Next time (what???) I should think things through more.

TJ

PS --

OK, Reckers ... I now what you're thinking ... "So how's he gonna tie the S layout into all of this???"


----------



## Reckers

*grins* Silly. The S layout will replace the rest.

That said, what about an L-shaped surface? Raise it up and extend it over the HO's tunnel area.


----------



## tjcruiser

Reck,

Have you been talkin' to my kids?!? They want to do the same, only raise up the HO, and have the O turn (L-style) and continue under the HO.

Jeez ... between you and them, I've got my work cut out for me ...

TJ


----------



## Reckers

It's ok, TJ. Life will be simpler when you graduate to S scale!


----------



## tjcruiser

Gents,

A little bit of progress with my simple O layout. Space in front of my layout board is tight ... it's a walkway entrance to our basement. As such, I needed a place to mount my train controls, but didn't want it sticking out into the walkway at all times. Solution? Build a little slide-out shelf underneath the table, and mount transformer and track control switches on that.

First steps shown here. No wiring done, as of yet. Four switches will turn on/off "hot lead" to various sections of the layout: main oval loop, bypass, and two dead-end turnouts.

I'll have to bundle the wiring harness such that there's travel/scope for it to permit the shelf to slide in/out.

All pretty simple, but it works for me!

TJ



























Shelf tucked under layout.









Underside of shelf, with router-cut recess for switches.


----------



## tankist

nice, love the solutions with retractable drawers for control panels. i actually like those full extension rails period


----------



## tjcruiser

Anton,

Thanks ... much appreciated. My switch / wiring complexity is about a billionth of yours, but I'm hoping the kids and I will have some fun!

Extension rails were about $16 at Home Depot ... made for an under-desk keyboard mount.

TJ


----------



## Reckers

TJ,

Fine-looking work and an elegant solution to the problem! That said, one question comes to mind. On my beloved S scale AF stuff, a power cut equates to a direction reversal, if a train is on the line at the time. Same if he enters a dead zone and then you power it up. Any possibility of this with your outfit? My planned solution was to leave the secondary zones powered up 100% of the time, but at very low speeds. That would result in a train taking a turnout to a secondary and slowing down, allowing me time to intervene and stop it at the appropriate location, let it creep through the secondary while another train passes on the main, etc. Thought I'd mention it in case there's a potential off/on problem. Great looking setup, though!


----------



## tjcruiser

Reck,

The quick answer is: "I really don't know what I'm doing!"

· · ·

Instruction: Carry the model railroad forum thread on from its final line.

· · ·

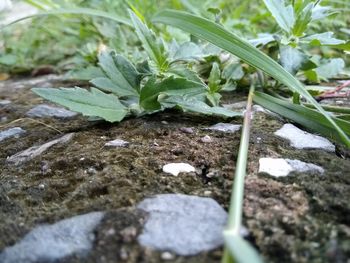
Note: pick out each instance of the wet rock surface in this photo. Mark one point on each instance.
(185, 225)
(302, 218)
(49, 243)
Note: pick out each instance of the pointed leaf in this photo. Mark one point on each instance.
(284, 15)
(89, 103)
(228, 41)
(123, 79)
(153, 45)
(170, 86)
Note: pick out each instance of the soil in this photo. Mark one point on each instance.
(299, 218)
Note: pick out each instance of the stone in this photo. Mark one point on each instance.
(44, 110)
(182, 224)
(225, 127)
(279, 167)
(303, 140)
(12, 132)
(117, 143)
(187, 130)
(206, 139)
(34, 151)
(4, 102)
(50, 243)
(176, 168)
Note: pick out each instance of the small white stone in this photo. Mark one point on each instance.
(117, 143)
(167, 256)
(275, 167)
(301, 139)
(224, 127)
(279, 167)
(206, 139)
(176, 168)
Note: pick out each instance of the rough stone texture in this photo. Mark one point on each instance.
(185, 225)
(304, 140)
(4, 102)
(279, 167)
(117, 143)
(44, 110)
(176, 168)
(49, 243)
(13, 132)
(224, 127)
(34, 151)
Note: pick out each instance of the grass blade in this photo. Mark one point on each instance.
(236, 248)
(78, 11)
(302, 115)
(219, 36)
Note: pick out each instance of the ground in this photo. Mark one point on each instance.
(299, 218)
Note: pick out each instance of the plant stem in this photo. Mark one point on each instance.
(236, 202)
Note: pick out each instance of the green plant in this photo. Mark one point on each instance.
(294, 39)
(129, 90)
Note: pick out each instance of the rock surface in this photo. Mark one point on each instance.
(117, 143)
(34, 151)
(182, 224)
(303, 140)
(279, 167)
(44, 110)
(49, 243)
(176, 168)
(225, 127)
(12, 132)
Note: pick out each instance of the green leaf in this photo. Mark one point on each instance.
(193, 105)
(240, 249)
(284, 15)
(226, 40)
(188, 51)
(89, 103)
(330, 69)
(325, 38)
(171, 87)
(302, 115)
(292, 59)
(214, 78)
(233, 71)
(122, 79)
(303, 20)
(8, 60)
(153, 45)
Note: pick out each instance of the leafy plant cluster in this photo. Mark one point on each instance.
(124, 89)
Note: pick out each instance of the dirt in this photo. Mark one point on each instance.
(300, 218)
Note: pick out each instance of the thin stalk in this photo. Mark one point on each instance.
(236, 201)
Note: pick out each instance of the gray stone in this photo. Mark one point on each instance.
(224, 127)
(44, 110)
(34, 151)
(117, 143)
(182, 224)
(303, 140)
(4, 102)
(12, 132)
(176, 168)
(49, 243)
(279, 167)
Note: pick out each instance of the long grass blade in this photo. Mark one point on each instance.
(219, 36)
(78, 11)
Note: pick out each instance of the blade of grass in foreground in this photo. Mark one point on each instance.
(236, 248)
(219, 36)
(78, 11)
(302, 115)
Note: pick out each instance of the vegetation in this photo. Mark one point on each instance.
(146, 62)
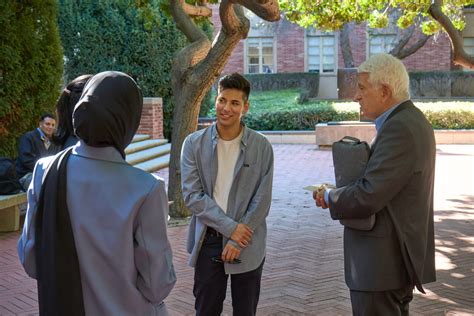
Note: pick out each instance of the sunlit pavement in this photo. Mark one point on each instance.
(303, 272)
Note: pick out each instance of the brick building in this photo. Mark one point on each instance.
(286, 47)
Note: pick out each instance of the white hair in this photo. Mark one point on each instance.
(390, 71)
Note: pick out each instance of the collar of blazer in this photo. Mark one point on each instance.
(405, 105)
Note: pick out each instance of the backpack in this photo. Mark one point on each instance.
(9, 183)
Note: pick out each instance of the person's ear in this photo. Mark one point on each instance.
(246, 107)
(386, 92)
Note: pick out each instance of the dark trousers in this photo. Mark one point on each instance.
(383, 303)
(210, 283)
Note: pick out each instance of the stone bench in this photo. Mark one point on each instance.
(10, 211)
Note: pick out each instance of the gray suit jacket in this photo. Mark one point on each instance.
(397, 186)
(118, 217)
(249, 198)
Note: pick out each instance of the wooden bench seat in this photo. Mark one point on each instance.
(10, 211)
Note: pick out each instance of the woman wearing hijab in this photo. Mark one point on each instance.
(64, 136)
(95, 230)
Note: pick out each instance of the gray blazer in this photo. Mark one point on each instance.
(118, 217)
(397, 186)
(249, 197)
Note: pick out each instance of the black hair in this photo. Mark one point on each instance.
(46, 115)
(235, 81)
(65, 106)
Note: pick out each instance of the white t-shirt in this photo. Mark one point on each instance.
(227, 153)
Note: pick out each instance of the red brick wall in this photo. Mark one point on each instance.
(290, 54)
(151, 122)
(434, 55)
(358, 41)
(289, 47)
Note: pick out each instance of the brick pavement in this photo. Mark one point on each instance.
(303, 273)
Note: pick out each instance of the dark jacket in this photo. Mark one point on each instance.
(30, 150)
(398, 187)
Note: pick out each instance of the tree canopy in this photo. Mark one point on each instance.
(31, 66)
(431, 16)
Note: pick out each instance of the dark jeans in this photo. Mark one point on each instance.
(383, 303)
(210, 283)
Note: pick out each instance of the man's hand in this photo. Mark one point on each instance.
(230, 253)
(242, 235)
(318, 196)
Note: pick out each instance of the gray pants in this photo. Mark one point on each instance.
(383, 303)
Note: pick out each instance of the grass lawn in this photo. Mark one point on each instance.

· · ·

Expected answer:
Yes, Lionel O is similar to AF ... the E-units flip current-to-motor direction when they see a low-voltage drop.

My simple-man's idea with this layout is to run essentially just one train at a time, though to have other trains sittle (idle and stopped) on the turnout and dead-end spurs of the track. One old-school transformer. So ... my thought was to wire individual track sections to toggle switches so that I could turn those circuits on/off as needed. I.e.:

I have train A on the main oval. Toggle ON power to empty turnout. Drive A to the turnout. Toggle turnout OFF. Now, toggle ON one dead-end spur (with Train B). Drive Train B to main oval. Etc.

If any train momentarily encounters a "dead zone" (like when passing over a track-section TRANSITION, it may -- as you say -- induce a brief voltage drop, which may flip the E-unit direction. If so, I'll have to throttle-down the transformer or hit the "Direction Button" on the transformer (which kicks out a voltgage drop) to flip back to the intended direction. I'm hoping (naively) that this doesn't become a persistent problem ...

Anyway ... that's the simple-thinking idea ... we'll soon see if it works or not?!?

TJ

EDIT --

You say "... allowing me time to intervene and stop it at the appropriate location ..." Can you elaborate? Stop the train how, specifically?


----------



## Reckers

TJ,

You drove train A into the turnout and killed the power to it. No problem. My concern was that, when you start it up again, it's going to want to reverse through the turnout. Presumably, you reset the turnout so train B would not intersect train A. Derailment? I'm not nit-picking: just suggesting that you remain aware of where your stopped unit will go, next.

As for my "intervene.." etc., my plan is to have enough track to run three trains on the same, extended line. This is a recipe for disaster. To choreograph my steamer-ballet, I plan to do two things. Staggering the starts is the first and is pretty obvious. The second is using turnouts to re-route slower combines onto secondary tracks and off the main line. So, if train A is being overtaken by Train B, a turnout guides train A off the mainline and onto a secondary. the secondary is on a separate transformer, so A can slow to a sedate pace as it clears the turnout. B comes flying up, I reset the turnout, B flies past A's caboose and on down the mainline. A can then stop completely or re-enter the mainline, behind B. That's the theory, anyway. I have several transformers, so by mounting them in a bank, I should be able to intervene without running to the location to snatch a train off it's track in time. *L* I bought a bunch of remote turnouts for the same reason: to be able to manage it all from one chair.


----------



## tjcruiser

Reck,

Re: your first paragraph above. You're absolutely right. I'll have to do a quick toggle (transformer power-down or transformer "direction" button) to get the A train going back in the "right" direction. Actually, 2 or 3 toggles for trains with 4-position e-units. Not ideal at all ... I completely agree.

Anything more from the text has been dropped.